**TASK OBJECTIVE**
Return, unchanged, the items from the line with "Given the photo above, point to the street" up to and including the line with "Target: power line".

— start of RECORDS SUPPLIED —

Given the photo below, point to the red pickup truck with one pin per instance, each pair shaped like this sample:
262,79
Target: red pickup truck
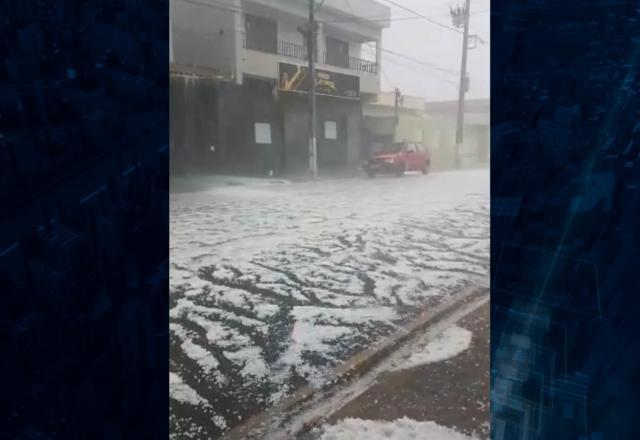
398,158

— end of RECORDS SUPPLIED —
— start of RECORDS SUPPLIED —

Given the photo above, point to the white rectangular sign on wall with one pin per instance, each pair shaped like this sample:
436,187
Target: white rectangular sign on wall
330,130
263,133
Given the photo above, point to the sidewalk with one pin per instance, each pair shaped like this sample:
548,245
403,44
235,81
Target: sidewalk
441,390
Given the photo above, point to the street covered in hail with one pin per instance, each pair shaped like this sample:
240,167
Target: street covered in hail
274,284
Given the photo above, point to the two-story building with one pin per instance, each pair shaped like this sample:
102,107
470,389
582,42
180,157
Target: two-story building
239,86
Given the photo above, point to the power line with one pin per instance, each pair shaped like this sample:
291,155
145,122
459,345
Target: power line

— end of RECORDS SUPPLIED —
— start of RECORDS SUPPLIED —

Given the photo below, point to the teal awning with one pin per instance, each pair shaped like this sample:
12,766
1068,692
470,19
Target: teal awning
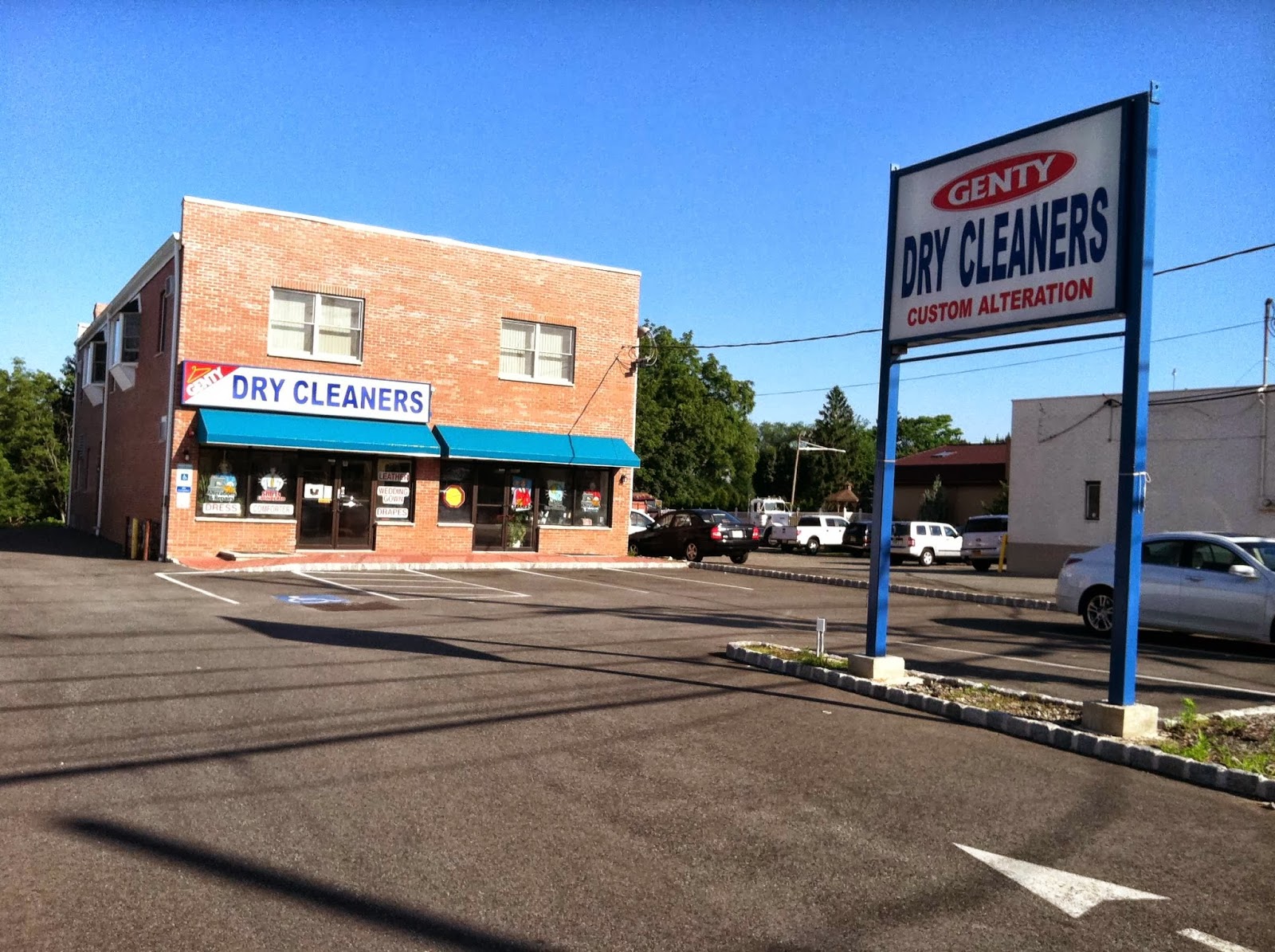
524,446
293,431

— end of RECORDS SUPPLIED —

**FINAL RESULT**
Given the photo above, point to the street covered in hail with one pin per instance, each pair shaped like this sample:
240,167
Target: street covered in hail
274,284
Given the photo above, point to the two-story building with one pin per instance, each pair shaped like this sample:
102,107
470,389
582,42
180,157
Target: two-story building
239,86
Given the photo above, point to the power line with one pin per instance, each pair shaped like this sample:
291,155
145,122
459,345
Target: power line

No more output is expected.